Brano in esame:
+ + + +

I.: Non è così ogni volta che delle persone si amano?
M.: Sì, ma non ne sono coscienti. Si sentono attratte, non sanno perché.
I.: Perché l'amore è selettivo?
M.: Non è selettivo l'amore, ma il desiderio. Nell'amore non ci sono estranei. Quando il centro dell'egoismo viene a mancare, cessa pure ogni desiderio di piacere o timore di dolore. La felicità non è più la mèta; oltre, si stende la pura intensità, l'energia inesauribile, l'estasi del dare, attingendo a una fonte perenne(4).
I.: Non devo anzitutto stabilire che cosa è bene e che cosa è male?
M.: La gente ritiene buono ciò che è piacevole, e cattivo ciò che la fa soffrire.
I.: Sì, questo è l'atteggiamento comune. Ma dalla parte dell'unità, al vostro livello, che cosa è bene e che cosa male?
M.: Ciò che accresce la sofferenza è male, e ciò che la rimuove è bene.
I.: Secondo alcune religioni, il dolore sarebbe buono e nobile in sé.
M.: Il karma, o destino, è l'espressione di una legge benefica: la tendenza universale è all'equilibrio, all'armonia e all'unità. In ogni momento, tutto ciò che accade ora, è per il meglio. Può sembrare brutto e doloroso, un patimento amaro e insensato; tuttavia, rispetto al passato e all'avvenire, è per il meglio, l'unica via d'uscita a una situazione infelice(5).

+ + + +

Dati di localizzazione dei punti:
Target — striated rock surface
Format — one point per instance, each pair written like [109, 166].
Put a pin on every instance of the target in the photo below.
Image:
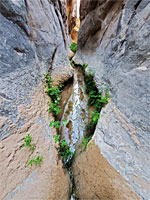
[33, 41]
[96, 179]
[116, 46]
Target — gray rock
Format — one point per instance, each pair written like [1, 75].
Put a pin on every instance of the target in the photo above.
[119, 54]
[32, 42]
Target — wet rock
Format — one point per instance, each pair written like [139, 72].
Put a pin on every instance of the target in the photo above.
[96, 179]
[118, 53]
[32, 42]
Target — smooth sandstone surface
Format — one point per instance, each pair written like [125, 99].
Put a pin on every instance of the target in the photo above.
[33, 41]
[116, 46]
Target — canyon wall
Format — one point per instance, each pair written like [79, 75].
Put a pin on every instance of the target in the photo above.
[114, 39]
[33, 41]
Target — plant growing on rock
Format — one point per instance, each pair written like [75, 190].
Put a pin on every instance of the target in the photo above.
[64, 151]
[73, 47]
[85, 141]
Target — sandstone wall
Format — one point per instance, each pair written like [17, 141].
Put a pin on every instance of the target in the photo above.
[114, 39]
[33, 40]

+ + + +

Quesiti proposti:
- 1) Risponda alle seguenti domande sul dialogo:
(a) Secondo M., che cosa è selettivo, se non l'amore?
(b) Per M., che cosa è male?
(c) A che cosa tende, secondo M., la tendenza universale espressa dal karma?
- 2) Trascriva fedelmente la parte del dialogo che inizia con le parole "I.: Perché l'amore" e si fermi dopo le parole "che cosa male?".
- 3) Fornisca il seguito del dialogo sull'amore e sul karma, a partire dall'ultima battuta riportata.
Le righe costituiscono un materiale a sé stante, distinto dal dialogo.

Risposte ai quesiti:
- 1)
(a) Il desiderio.
(b) Ciò che accresce la sofferenza.
(c) All'equilibrio, all'armonia e all'unità.

- 2)
I.: Perché l'amore è selettivo?
M.: Non è selettivo l'amore, ma il desiderio. Nell'amore non ci sono estranei. Quando il centro dell'egoismo viene a mancare, cessa pure ogni desiderio di piacere o timore di dolore. La felicità non è più la mèta; oltre, si stende la pura intensità, l'energia inesauribile, l'estasi del dare, attingendo a una fonte perenne(4).
I.: Non devo anzitutto stabilire che cosa è bene e che cosa è male?
M.: La gente ritiene buono ciò che è piacevole, e cattivo ciò che la fa soffrire.
I.: Sì, questo è l'atteggiamento comune. Ma dalla parte dell'unità, al vostro livello, che cosa è bene e che cosa male?

- 3)
I.: Si soffre solo per i propri peccati?
M.: Si soffre a seconda di ciò che si pensa di essere. Se ti senti tutt'uno con l'umanità, soffri con essa.
I.: Allora la vostra sofferenza deve essere illimitata!
M.: Essere è soffrire. Quanto più stretto è il cerchio della mia auto-identificazione, tanto maggiore è la sofferenza causata dal desiderio e dalla paura.
I.: Per il Cristianesimo la sofferenza è purificatrice e nobilitante, mentre per l'Induismo è disgustosa.
M.: Cristianesimo e Induismo sono due diversi modi di accozzare parole. Il reale è al di qua e al di là delle parole, incomunicabile, direttamente vissuto, esplosivo nel suo effetto sulla mente. Lo raggiungi senza sforzo, quando hai cessato di volere tutto il resto. L'irreale è creato dall'immaginazione e perpetuato dal desiderio.
I.: Non c'è una sofferenza che sia utile o necessaria?
M.: Il dolore accidentale è inevitabile e fugace; quello deliberato, anche se inflitto con le migliori intenzioni, è insensato e crudele.
I.: Non punireste il crimine?
M.: La punizione non è che un crimine legalizzato. In una società fondata sulla prevenzione piuttosto che sulla punizione, la criminalità sarebbe assai scarsa. Le poche eccezioni si curerebbero clinicamente, come ordinarie malattie.
I.: Si direbbe che v'importi poco della religione.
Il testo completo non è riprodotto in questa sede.